About this task >>
All of the data below should come back exactly as written, minus its images.

Dataset entries
—————

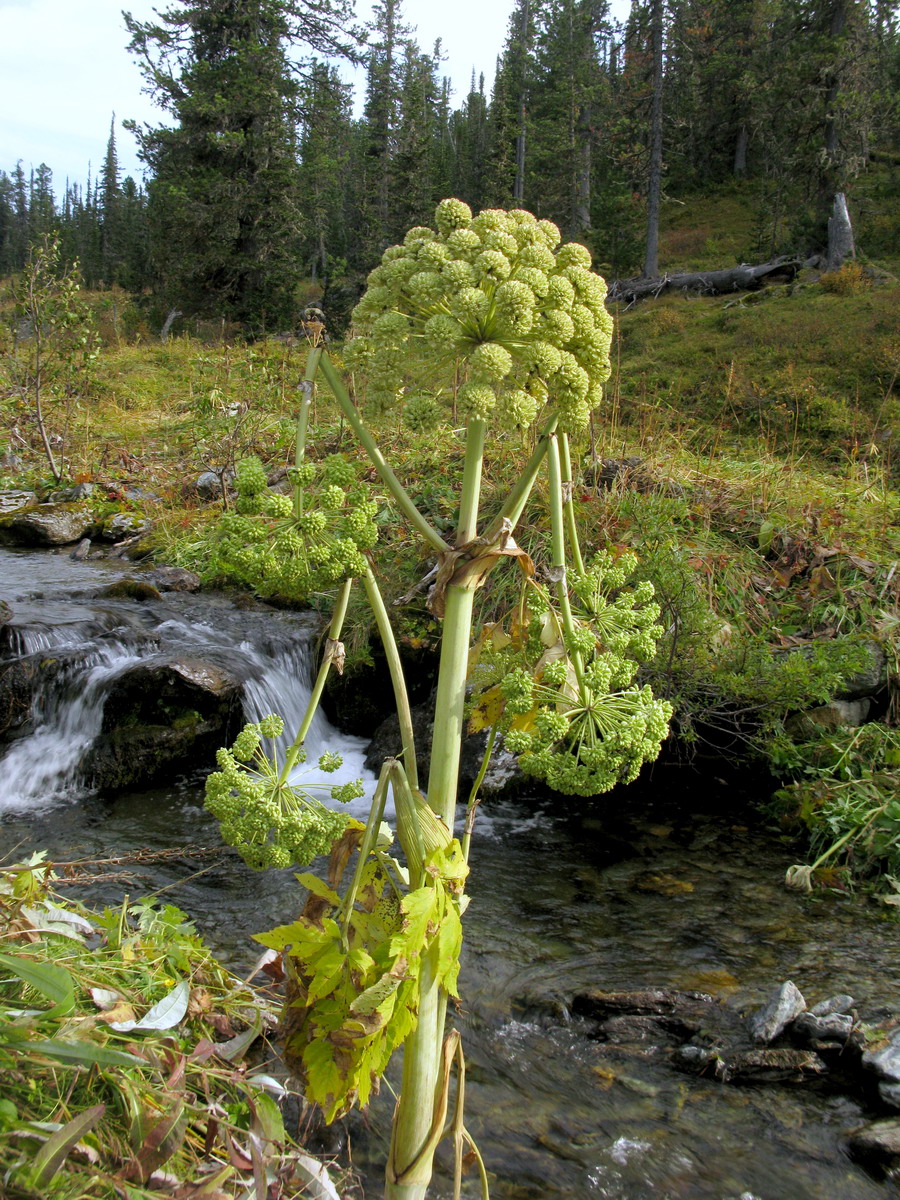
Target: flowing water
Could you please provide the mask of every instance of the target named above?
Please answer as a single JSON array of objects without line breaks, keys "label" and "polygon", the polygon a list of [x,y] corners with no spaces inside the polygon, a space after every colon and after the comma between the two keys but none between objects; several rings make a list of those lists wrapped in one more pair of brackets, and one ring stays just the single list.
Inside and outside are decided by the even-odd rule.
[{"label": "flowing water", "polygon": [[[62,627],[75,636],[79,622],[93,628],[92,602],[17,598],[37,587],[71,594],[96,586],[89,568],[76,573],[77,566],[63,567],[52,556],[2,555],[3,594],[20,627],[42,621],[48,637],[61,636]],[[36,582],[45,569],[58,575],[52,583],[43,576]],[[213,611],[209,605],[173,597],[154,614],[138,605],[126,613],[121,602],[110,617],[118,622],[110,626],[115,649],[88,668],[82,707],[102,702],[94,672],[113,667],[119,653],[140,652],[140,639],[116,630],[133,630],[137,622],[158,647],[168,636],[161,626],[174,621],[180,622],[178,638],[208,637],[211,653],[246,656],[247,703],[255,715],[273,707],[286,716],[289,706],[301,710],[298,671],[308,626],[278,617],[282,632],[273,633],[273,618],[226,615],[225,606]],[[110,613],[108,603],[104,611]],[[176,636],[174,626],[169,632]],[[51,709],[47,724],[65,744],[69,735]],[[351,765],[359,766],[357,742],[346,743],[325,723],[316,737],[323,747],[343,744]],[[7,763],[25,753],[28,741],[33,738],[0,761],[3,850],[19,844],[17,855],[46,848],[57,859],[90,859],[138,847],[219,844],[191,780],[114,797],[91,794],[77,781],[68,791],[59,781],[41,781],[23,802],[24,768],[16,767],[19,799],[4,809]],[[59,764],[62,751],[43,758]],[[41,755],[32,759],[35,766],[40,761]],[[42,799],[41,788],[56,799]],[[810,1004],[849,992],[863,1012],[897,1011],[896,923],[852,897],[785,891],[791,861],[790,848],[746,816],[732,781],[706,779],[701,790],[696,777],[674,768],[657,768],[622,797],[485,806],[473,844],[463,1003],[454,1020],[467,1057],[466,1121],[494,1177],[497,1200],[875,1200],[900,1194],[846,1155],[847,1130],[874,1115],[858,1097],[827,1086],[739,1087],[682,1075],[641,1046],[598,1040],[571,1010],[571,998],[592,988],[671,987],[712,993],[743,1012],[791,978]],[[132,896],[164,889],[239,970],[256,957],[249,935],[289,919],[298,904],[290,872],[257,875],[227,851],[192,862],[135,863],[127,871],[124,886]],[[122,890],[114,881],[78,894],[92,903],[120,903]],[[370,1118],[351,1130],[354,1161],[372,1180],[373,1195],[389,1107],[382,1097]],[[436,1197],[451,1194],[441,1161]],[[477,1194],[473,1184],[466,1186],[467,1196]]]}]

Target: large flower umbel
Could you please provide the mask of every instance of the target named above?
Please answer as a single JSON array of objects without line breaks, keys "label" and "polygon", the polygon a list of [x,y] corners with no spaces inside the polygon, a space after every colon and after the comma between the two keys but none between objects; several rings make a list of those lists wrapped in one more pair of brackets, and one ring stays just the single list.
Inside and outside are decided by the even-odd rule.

—————

Written reply >>
Target: flowing water
Could you please provide the mask of every instance of the target named above?
Please answer as a single JSON array of objects without line breaks, keys "label" and "polygon", the polygon a list of [x,y] corners with no spaces inside the polygon, a space after every colon and after the comma between the two keys but none between objects; several rings make a list of those lists wrapped in one more pair of brackets, and one ring stays just the single list.
Inside and outside are decided by the even-odd rule.
[{"label": "flowing water", "polygon": [[[62,627],[75,636],[79,622],[93,628],[92,602],[17,598],[37,587],[71,594],[96,586],[89,568],[76,573],[77,566],[63,567],[52,556],[2,555],[3,594],[20,627],[42,621],[48,637],[61,636]],[[36,582],[45,569],[58,575],[52,583],[43,576]],[[213,611],[209,605],[173,597],[154,614],[138,605],[126,613],[121,602],[110,617],[118,622],[110,626],[115,649],[88,668],[82,707],[102,702],[94,672],[113,667],[119,653],[140,652],[140,639],[116,630],[133,630],[137,622],[158,647],[168,636],[161,626],[174,621],[180,622],[178,638],[208,637],[211,653],[246,656],[247,703],[255,715],[273,707],[286,716],[289,706],[301,710],[298,671],[308,626],[278,617],[282,632],[273,633],[273,618],[226,615],[225,606]],[[110,613],[108,603],[104,611]],[[176,636],[174,626],[169,632]],[[51,709],[47,724],[65,744],[69,735]],[[351,765],[359,766],[357,742],[346,743],[325,723],[316,737],[323,747],[343,744]],[[7,763],[25,753],[28,741],[33,738],[0,761],[3,850],[19,844],[17,855],[46,848],[57,859],[90,859],[138,847],[219,844],[191,780],[114,797],[91,794],[77,781],[68,791],[59,781],[41,781],[23,802],[24,768],[16,767],[19,799],[4,809]],[[59,764],[62,751],[43,758]],[[41,755],[32,759],[35,766],[40,761]],[[42,799],[41,788],[56,799]],[[810,1004],[849,992],[863,1012],[897,1011],[896,923],[852,897],[785,891],[791,861],[790,848],[746,816],[732,781],[706,779],[701,790],[696,777],[674,768],[657,768],[622,797],[485,806],[473,844],[463,1003],[454,1020],[467,1057],[466,1121],[494,1177],[497,1200],[875,1200],[900,1194],[846,1155],[847,1130],[874,1115],[858,1097],[827,1086],[739,1087],[682,1075],[641,1046],[598,1040],[571,1010],[571,998],[592,988],[671,987],[712,993],[743,1012],[791,978]],[[132,896],[164,889],[239,970],[256,957],[249,935],[289,919],[298,904],[290,872],[257,875],[227,851],[192,862],[135,863],[127,871],[124,886]],[[122,890],[114,881],[78,894],[92,903],[120,903]],[[370,1118],[351,1130],[354,1161],[372,1180],[373,1195],[389,1107],[382,1097]],[[436,1197],[451,1194],[441,1161]],[[477,1194],[473,1184],[466,1186],[467,1196]]]}]

Target: large flower umbel
Could you please provide the mask of every instance of the target named above?
Please answer as a single JSON array of objects without line breaks, keys "label" and "polygon", the polygon a list of [x,y] corners with no spaces inside the polygon, a space after every colon and after the comma between the two keys but none between objects; several rings make a list of those lists wrapped in one more pair of brackets, and one ring stays just the single list.
Inside and outside are decided by the even-odd rule.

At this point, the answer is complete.